>> Begin Source data
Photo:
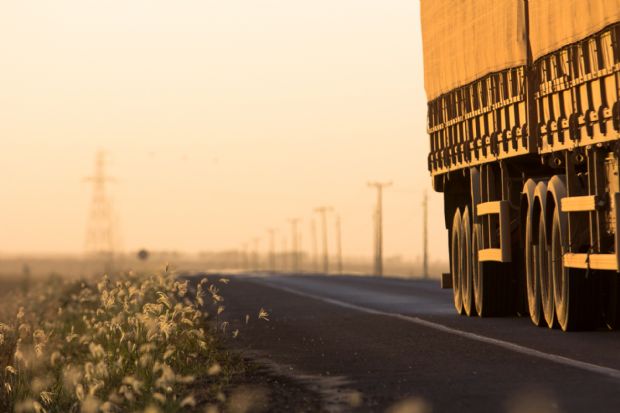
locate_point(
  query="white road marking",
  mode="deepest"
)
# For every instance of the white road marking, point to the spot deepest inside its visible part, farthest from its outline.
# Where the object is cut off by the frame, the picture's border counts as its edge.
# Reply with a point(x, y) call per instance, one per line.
point(593, 368)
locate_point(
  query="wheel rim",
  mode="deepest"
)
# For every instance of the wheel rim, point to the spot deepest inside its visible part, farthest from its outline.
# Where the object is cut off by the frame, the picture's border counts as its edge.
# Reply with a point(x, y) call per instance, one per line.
point(456, 261)
point(466, 275)
point(560, 280)
point(532, 262)
point(546, 283)
point(476, 270)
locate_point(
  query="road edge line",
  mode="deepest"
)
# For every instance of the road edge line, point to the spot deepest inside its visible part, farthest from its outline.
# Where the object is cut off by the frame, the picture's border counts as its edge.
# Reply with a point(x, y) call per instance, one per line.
point(582, 365)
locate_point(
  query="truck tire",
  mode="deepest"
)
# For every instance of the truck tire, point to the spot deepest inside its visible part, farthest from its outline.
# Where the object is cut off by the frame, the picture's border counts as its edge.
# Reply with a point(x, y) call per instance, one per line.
point(490, 282)
point(532, 271)
point(611, 309)
point(456, 259)
point(545, 276)
point(467, 292)
point(573, 289)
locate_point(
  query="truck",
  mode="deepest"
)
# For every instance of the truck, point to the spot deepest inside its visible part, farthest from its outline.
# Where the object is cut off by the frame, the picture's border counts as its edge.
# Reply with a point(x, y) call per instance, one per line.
point(524, 126)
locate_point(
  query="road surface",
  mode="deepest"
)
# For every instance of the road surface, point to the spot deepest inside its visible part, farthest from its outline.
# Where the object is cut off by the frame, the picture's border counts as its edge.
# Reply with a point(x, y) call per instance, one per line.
point(374, 344)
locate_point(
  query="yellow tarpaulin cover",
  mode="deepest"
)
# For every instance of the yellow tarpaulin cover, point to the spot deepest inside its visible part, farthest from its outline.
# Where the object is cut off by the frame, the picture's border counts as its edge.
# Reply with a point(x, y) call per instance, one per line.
point(554, 23)
point(466, 39)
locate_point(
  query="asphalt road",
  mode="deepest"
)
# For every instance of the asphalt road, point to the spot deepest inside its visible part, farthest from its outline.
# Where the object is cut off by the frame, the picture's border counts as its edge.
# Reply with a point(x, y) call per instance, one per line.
point(371, 344)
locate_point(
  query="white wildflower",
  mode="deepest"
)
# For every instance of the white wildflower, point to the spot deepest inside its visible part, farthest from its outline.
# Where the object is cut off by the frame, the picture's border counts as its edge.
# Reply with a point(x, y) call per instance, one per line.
point(189, 401)
point(214, 370)
point(263, 315)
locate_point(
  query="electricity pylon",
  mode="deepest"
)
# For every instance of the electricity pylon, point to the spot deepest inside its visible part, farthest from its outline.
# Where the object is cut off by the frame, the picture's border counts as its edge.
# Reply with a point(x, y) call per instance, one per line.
point(378, 218)
point(100, 232)
point(322, 211)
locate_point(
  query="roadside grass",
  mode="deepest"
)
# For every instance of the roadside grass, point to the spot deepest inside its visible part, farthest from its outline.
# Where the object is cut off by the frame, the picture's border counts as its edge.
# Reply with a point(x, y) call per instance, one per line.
point(133, 342)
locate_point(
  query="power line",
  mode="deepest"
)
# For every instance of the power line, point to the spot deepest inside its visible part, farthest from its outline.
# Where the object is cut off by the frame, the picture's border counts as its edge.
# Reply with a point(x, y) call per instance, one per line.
point(378, 218)
point(322, 211)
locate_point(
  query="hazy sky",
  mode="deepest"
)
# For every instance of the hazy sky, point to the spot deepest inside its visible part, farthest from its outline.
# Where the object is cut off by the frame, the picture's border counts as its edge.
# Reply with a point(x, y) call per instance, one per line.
point(220, 118)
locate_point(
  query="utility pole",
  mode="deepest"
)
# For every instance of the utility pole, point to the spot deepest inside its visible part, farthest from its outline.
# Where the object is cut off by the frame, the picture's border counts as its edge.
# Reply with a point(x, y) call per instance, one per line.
point(322, 211)
point(100, 233)
point(315, 246)
point(425, 234)
point(378, 218)
point(284, 254)
point(339, 243)
point(256, 259)
point(246, 256)
point(295, 243)
point(272, 248)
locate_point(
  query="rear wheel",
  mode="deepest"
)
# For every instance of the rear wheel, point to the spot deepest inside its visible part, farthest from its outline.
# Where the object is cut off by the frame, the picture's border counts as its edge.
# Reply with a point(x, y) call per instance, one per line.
point(467, 293)
point(532, 271)
point(456, 260)
point(544, 273)
point(611, 309)
point(490, 281)
point(573, 289)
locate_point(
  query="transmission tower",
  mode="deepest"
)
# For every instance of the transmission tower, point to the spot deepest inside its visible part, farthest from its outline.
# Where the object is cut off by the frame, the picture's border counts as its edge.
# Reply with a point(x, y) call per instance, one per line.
point(425, 234)
point(322, 211)
point(100, 233)
point(378, 218)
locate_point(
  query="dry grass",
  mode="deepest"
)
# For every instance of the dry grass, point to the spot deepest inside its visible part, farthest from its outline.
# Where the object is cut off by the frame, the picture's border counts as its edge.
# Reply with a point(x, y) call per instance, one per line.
point(132, 343)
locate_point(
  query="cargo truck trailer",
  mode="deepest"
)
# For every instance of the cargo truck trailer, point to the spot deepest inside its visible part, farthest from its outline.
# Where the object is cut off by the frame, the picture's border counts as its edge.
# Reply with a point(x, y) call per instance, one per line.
>> End Source data
**Objective**: Print each line of the material above exactly, with the pictures removed from your copy.

**Solution for this exercise**:
Photo:
locate_point(
  query="white road marking",
  mode="deepest"
)
# For every instance of the white road marking, point to the spot deepest inside its visible part, farthest from its outline.
# Where the object is cut off by the frame, the picture's border counts as its edge.
# Reply with a point(x, y) call per instance, one per line.
point(593, 368)
locate_point(
  query="wheel rim",
  mode="deepest"
)
# For every instance of the wheel rim, point to the spot deepest inside its visible part, farthest from its outline.
# Where the object is cut off by the frame, the picture's border counts as its edge.
# Reply with a point(x, y) call per instance, one per line.
point(456, 261)
point(466, 275)
point(560, 280)
point(532, 262)
point(546, 283)
point(476, 270)
locate_point(
  query="road edge line",
  mode="deepest"
)
# For every instance of the road edge line, point to the spot deepest inside its visible part, farthest from its outline.
# Where the object is cut off by the frame, the picture's border counts as its edge.
# Reply with a point(x, y) call per instance, one per line.
point(582, 365)
locate_point(
  query="truck tire",
  mode="deepest"
)
# For every instance of the truck tire, point to the spot deepest inside its visible part, farthest from its outline.
# Where the object is cut off by the frame, the picture's border counts as its edge.
# Reply with a point(x, y) call per instance, one per line.
point(490, 282)
point(532, 271)
point(611, 309)
point(456, 259)
point(545, 276)
point(467, 292)
point(573, 289)
locate_point(
  query="truck",
  mode="deepest"
)
# For every instance of the truck, point to the spot deepest inside its visible part, farthest from its outline.
# Where the object is cut off by the frame, the picture's border counts as its edge.
# Reply with a point(x, y) call per instance, one per line.
point(524, 126)
locate_point(
  query="road surface",
  mode="deepest"
)
# For every instance of the road surface, point to the spot deepest inside its visible part, farthest from its outline.
# Where the object is cut off by the frame, the picture's border counts as its edge.
# Reply with a point(x, y) call per instance, one per line.
point(374, 344)
locate_point(
  query="yellow tarpaulin cover",
  mode="deepest"
)
# For every instance of the yellow tarpaulin cover, point to the spot deepest inside its visible part, farthest from its outline.
# Where the object is cut off by the frame, the picture's border counts as its edge.
# Reply with a point(x, y) call per instance, one per line.
point(554, 23)
point(466, 39)
locate_point(
  query="asphalt road",
  mode="deepest"
)
# For every instance of the asphalt road, point to the spot deepest inside its visible part, farthest from its outline.
# Where the object is cut off by the frame, the picture's border counts as its edge.
# Reply with a point(x, y) call per instance, one per line.
point(371, 344)
locate_point(
  query="white wildflower",
  mode="deepest"
)
# For every instance of the white wildflower, point to the spot deepest inside its visible part, farthest from its outline.
# Where the object is cut off by the frame, the picture's border counts as its edge.
# Reply with a point(x, y) call per instance, one per line.
point(189, 401)
point(214, 370)
point(263, 315)
locate_point(
  query="electricity pylon",
  mode="deepest"
)
# For every instance of the electricity pylon, point to the spot deepest inside its visible part, farthest from its outline.
# Where the object is cut off by the frame, the picture's border counts as its edge.
# Reply with a point(x, y) call per instance, one per line.
point(378, 218)
point(100, 232)
point(322, 211)
locate_point(
  query="roadside grass",
  mode="deepest"
)
# For every instance of the roadside grass, point to the spot deepest inside its visible part, farthest from its outline.
# Where the object is cut off by the frame, the picture's border counts as its edge.
# Reply with a point(x, y) call per instance, one per line.
point(133, 342)
locate_point(
  query="power line",
  mode="deepest"
)
# For every instance of the power line, point to the spot deepest inside its visible part, farthest from its outline.
# Where the object is cut off by the frame, the picture's border counts as its edge.
# Reply with a point(x, y) call per instance, one per line.
point(378, 218)
point(322, 211)
locate_point(
  query="hazy sky",
  mode="deepest"
)
# For every instance of the hazy sky, point to the spot deepest inside its visible part, farthest from its outline.
# Where the object is cut off by the frame, the picture's border counts as its edge.
# Reply with a point(x, y) call per instance, one per line.
point(220, 118)
locate_point(
  query="utility pole",
  mode="deepest"
)
# For every instance of the utility pole, point to the spot deepest inside its visible part, farthest from its outline.
# Where the object is cut off by the frame, the picture's border counts as its edge.
# Reply with a point(x, y) call per instance, one per line.
point(322, 211)
point(100, 233)
point(315, 246)
point(425, 234)
point(378, 218)
point(284, 254)
point(339, 243)
point(256, 259)
point(246, 256)
point(295, 243)
point(272, 248)
locate_point(
  query="rear wheel",
  mode="deepest"
)
# For every instance of the rear wheel, point to the spot deepest inside its visible part, farthest from its outline.
# Where the object is cut off by the frame, the picture's border counts as its edge.
# Reply with a point(x, y) call per instance, one per line.
point(467, 293)
point(532, 271)
point(456, 260)
point(544, 273)
point(611, 309)
point(490, 281)
point(573, 289)
locate_point(
  query="transmission tower",
  mode="deepest"
)
# For every instance of the transmission tower, point to the spot deepest inside its visible part, farthest from its outline.
# Where the object is cut off by the frame, the picture's border counts as its edge.
# Reply with a point(x, y) call per instance, one per line.
point(425, 234)
point(322, 211)
point(100, 233)
point(378, 218)
locate_point(
  query="dry grass",
  mode="deepest"
)
# For every instance of the dry grass, point to the spot deepest inside its visible part, farthest from its outline.
# Where the object is cut off by the frame, the picture's border counts as its edge.
# Reply with a point(x, y) call per instance, one per line.
point(132, 343)
locate_point(
  query="cargo truck trailer",
  mode="deepest"
)
# For every instance of the cargo truck trailer, point to the spot deepest inside its visible part, farthest from its outline.
# Where the object is cut off by the frame, the picture's border counts as its edge.
# Reply with a point(x, y) call per instance, one per line.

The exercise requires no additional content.